## Provided material
####

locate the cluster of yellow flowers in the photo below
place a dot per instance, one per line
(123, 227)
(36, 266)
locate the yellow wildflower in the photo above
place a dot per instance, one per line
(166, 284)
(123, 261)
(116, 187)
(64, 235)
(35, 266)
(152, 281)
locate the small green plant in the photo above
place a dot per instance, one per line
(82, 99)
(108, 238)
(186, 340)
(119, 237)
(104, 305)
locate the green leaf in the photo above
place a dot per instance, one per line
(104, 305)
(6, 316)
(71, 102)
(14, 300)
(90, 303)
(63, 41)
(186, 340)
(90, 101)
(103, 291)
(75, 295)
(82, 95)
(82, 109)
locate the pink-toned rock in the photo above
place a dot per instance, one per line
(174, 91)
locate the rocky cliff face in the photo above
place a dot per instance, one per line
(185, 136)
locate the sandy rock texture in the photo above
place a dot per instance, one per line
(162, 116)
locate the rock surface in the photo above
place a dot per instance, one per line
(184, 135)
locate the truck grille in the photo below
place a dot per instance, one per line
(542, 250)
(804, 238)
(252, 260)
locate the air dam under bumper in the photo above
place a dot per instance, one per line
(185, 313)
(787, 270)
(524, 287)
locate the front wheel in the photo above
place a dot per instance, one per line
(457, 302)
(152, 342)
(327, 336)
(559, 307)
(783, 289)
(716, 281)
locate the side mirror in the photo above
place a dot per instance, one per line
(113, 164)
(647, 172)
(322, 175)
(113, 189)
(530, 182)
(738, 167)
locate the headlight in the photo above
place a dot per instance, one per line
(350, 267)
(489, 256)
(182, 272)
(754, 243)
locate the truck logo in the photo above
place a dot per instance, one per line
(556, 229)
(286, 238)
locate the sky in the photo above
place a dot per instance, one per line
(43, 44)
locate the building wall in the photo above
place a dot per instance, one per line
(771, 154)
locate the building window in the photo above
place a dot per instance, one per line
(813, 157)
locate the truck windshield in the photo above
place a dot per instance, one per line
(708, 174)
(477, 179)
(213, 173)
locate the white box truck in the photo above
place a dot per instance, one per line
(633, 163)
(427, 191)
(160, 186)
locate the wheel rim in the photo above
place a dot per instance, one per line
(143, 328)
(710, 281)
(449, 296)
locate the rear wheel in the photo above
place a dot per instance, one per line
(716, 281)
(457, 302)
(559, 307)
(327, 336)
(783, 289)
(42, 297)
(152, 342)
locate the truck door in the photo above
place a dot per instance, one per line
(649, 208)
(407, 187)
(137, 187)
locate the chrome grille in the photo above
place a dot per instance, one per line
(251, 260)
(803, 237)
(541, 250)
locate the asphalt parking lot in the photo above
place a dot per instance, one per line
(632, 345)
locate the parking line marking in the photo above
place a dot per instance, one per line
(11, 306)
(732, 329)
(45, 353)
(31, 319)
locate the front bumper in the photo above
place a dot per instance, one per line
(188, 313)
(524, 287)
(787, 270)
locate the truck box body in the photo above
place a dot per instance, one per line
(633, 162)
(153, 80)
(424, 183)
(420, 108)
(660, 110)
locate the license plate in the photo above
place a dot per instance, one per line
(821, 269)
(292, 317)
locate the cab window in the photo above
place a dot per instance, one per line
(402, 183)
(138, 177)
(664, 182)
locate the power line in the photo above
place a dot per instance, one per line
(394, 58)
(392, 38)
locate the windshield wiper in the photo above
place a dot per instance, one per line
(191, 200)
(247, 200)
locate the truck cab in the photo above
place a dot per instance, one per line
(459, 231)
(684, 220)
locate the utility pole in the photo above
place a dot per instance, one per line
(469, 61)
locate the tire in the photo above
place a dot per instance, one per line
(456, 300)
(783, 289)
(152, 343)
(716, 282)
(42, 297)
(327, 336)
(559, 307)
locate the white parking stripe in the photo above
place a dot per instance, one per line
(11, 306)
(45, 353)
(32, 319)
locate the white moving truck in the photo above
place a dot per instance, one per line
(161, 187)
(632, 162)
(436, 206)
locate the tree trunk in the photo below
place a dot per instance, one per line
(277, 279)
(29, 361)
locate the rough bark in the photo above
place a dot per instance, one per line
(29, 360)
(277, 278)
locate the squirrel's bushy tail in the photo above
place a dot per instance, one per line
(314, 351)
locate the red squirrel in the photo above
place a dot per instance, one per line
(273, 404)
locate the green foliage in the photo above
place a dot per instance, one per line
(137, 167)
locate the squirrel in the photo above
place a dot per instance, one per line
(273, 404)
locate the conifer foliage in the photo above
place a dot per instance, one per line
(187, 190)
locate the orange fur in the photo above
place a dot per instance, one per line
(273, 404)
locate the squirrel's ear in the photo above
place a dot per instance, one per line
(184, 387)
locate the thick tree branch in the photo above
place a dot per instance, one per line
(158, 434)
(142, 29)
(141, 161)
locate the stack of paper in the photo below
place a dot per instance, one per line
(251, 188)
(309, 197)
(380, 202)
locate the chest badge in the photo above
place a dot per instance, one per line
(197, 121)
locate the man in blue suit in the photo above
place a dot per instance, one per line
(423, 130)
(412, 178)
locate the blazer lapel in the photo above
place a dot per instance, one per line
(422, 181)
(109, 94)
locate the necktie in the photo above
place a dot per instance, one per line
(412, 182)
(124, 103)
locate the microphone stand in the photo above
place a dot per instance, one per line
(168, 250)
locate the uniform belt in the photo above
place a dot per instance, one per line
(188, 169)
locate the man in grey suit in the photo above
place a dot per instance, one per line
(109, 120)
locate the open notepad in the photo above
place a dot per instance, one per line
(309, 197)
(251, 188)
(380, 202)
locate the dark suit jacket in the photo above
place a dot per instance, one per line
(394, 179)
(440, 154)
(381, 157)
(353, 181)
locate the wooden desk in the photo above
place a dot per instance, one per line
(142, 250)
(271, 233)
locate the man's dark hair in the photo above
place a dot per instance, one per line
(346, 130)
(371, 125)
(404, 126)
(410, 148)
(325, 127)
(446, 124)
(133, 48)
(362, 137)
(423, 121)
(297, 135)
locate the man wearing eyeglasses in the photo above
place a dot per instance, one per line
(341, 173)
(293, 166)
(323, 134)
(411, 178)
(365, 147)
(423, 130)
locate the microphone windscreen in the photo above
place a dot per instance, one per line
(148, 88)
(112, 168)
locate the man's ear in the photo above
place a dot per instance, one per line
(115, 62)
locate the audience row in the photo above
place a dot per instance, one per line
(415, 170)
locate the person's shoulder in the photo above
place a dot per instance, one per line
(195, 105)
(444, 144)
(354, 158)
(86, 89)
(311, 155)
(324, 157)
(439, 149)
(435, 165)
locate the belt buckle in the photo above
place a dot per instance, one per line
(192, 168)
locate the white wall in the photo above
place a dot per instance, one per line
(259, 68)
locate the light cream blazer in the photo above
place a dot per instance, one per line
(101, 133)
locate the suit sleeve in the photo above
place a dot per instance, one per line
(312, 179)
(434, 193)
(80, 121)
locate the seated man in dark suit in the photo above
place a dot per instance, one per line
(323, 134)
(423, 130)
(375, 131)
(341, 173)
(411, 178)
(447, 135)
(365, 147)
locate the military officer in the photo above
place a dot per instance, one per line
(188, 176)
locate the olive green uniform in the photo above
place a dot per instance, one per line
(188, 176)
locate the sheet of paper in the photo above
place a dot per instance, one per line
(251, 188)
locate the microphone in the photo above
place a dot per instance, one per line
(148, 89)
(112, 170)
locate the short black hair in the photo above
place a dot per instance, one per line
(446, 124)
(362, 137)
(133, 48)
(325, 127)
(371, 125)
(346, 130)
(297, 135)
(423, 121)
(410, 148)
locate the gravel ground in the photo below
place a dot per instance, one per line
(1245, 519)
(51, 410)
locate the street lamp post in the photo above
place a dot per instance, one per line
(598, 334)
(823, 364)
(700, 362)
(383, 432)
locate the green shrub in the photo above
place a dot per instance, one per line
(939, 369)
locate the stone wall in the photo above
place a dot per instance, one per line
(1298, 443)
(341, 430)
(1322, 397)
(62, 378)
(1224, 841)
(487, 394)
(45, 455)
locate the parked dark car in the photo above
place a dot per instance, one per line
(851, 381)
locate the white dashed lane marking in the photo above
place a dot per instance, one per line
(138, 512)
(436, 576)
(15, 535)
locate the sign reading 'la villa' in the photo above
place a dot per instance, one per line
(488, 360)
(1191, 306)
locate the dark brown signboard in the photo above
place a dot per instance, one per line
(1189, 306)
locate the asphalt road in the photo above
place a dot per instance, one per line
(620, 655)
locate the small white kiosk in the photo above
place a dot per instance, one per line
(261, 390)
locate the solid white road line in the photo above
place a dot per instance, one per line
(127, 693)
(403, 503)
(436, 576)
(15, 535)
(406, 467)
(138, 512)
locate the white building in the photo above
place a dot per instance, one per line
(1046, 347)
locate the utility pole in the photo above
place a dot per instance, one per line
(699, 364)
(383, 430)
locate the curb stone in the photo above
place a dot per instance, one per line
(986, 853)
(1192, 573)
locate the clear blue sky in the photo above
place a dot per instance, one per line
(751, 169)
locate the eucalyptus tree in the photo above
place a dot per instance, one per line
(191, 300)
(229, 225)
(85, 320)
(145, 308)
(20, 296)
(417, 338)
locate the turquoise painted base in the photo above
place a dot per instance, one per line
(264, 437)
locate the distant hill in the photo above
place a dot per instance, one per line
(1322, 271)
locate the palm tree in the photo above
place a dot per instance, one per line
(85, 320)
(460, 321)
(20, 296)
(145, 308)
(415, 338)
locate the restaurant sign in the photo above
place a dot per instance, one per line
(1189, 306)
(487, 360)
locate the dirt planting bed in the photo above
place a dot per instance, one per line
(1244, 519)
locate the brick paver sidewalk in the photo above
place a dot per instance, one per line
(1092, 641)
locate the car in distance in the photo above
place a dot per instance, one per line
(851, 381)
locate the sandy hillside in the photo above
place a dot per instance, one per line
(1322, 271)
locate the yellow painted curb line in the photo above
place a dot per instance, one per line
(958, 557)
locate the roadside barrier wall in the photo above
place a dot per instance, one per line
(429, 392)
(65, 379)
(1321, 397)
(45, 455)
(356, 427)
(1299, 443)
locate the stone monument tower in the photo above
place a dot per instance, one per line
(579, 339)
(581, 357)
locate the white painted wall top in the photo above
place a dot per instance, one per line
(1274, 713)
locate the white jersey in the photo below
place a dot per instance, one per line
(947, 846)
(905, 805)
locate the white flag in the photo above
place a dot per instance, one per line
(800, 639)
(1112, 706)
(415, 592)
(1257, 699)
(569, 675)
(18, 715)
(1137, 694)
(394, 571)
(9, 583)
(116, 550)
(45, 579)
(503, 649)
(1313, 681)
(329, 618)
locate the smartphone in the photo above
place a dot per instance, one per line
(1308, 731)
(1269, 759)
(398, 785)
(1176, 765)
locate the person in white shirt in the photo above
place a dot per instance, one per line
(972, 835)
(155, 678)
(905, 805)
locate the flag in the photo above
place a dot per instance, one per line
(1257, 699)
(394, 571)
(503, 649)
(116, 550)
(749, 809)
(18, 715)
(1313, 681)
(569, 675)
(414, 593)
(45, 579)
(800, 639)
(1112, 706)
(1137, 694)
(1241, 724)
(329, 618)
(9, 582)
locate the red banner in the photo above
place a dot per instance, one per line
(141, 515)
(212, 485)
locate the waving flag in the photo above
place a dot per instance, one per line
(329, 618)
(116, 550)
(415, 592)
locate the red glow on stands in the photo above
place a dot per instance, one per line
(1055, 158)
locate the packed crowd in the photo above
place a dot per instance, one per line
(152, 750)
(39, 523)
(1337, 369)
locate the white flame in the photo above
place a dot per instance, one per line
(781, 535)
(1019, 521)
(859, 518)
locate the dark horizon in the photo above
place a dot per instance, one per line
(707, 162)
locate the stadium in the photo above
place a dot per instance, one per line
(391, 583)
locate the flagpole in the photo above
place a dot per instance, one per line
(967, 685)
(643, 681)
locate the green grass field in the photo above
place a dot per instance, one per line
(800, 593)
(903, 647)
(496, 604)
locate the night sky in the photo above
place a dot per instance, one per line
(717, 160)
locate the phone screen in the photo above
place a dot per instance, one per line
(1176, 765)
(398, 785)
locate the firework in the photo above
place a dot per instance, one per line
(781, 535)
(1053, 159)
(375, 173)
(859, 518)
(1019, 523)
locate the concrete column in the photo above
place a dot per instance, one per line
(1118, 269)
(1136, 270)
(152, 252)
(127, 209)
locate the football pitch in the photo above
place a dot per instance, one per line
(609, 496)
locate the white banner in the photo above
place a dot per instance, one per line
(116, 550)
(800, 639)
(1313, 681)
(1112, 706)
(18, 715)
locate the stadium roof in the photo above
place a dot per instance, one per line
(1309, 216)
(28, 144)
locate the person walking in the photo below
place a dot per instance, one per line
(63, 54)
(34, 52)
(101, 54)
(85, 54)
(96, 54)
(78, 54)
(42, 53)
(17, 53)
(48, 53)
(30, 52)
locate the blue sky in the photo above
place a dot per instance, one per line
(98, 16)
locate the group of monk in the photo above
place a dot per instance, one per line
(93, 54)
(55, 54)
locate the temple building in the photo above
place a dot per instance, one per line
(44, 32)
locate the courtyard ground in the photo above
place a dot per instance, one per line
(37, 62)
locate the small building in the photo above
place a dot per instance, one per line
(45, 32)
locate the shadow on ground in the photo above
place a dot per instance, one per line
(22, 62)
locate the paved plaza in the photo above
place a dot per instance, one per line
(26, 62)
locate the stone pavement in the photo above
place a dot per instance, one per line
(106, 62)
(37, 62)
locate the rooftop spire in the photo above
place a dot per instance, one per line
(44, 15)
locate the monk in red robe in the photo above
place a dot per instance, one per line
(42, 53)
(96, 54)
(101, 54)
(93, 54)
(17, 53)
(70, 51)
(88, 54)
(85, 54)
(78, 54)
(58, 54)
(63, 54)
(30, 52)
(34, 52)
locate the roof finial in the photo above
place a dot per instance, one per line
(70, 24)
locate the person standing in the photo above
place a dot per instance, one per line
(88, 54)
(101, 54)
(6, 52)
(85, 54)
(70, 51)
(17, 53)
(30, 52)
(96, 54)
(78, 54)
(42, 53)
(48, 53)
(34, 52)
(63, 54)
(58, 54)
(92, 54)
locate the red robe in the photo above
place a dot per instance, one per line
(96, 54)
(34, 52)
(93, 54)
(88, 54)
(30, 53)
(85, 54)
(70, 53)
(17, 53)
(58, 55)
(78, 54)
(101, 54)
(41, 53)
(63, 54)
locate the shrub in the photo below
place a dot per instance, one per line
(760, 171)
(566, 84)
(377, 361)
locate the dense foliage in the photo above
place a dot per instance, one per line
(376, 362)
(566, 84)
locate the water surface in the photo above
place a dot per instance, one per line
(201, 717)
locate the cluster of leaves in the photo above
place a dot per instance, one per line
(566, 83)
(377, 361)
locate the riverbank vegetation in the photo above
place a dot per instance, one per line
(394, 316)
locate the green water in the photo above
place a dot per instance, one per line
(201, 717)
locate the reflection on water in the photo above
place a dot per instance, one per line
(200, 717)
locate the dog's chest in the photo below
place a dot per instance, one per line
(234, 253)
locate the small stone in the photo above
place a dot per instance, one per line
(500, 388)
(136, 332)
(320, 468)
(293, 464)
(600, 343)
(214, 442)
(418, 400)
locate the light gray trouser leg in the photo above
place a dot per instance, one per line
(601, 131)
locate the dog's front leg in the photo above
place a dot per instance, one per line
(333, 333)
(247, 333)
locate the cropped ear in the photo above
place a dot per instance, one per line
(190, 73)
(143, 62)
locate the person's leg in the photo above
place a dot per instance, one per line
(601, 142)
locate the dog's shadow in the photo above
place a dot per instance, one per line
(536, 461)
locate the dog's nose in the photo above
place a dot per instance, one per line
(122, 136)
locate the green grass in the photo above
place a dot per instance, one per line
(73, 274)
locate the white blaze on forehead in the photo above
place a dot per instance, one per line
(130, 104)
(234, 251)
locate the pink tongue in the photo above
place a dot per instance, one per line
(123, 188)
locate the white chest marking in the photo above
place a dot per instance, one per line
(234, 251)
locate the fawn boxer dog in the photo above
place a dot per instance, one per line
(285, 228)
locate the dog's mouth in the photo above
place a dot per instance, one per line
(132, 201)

####

## Your task
Reproduce only the records starting with the line that contains "locate the restaurant sign in the photo above" and going on through the line that contains "(1092, 641)", swapping "dirt" for "soil" and leaving everything else unchanged.

## Solved exercise
locate the restaurant sign in the photo above
place a dot per instance, one per line
(1189, 306)
(487, 360)
locate the soil planting bed in the photo above
place a dot per instance, one per line
(1244, 519)
locate the brick paver sidewalk in the photo above
place a dot per instance, one per line
(1092, 641)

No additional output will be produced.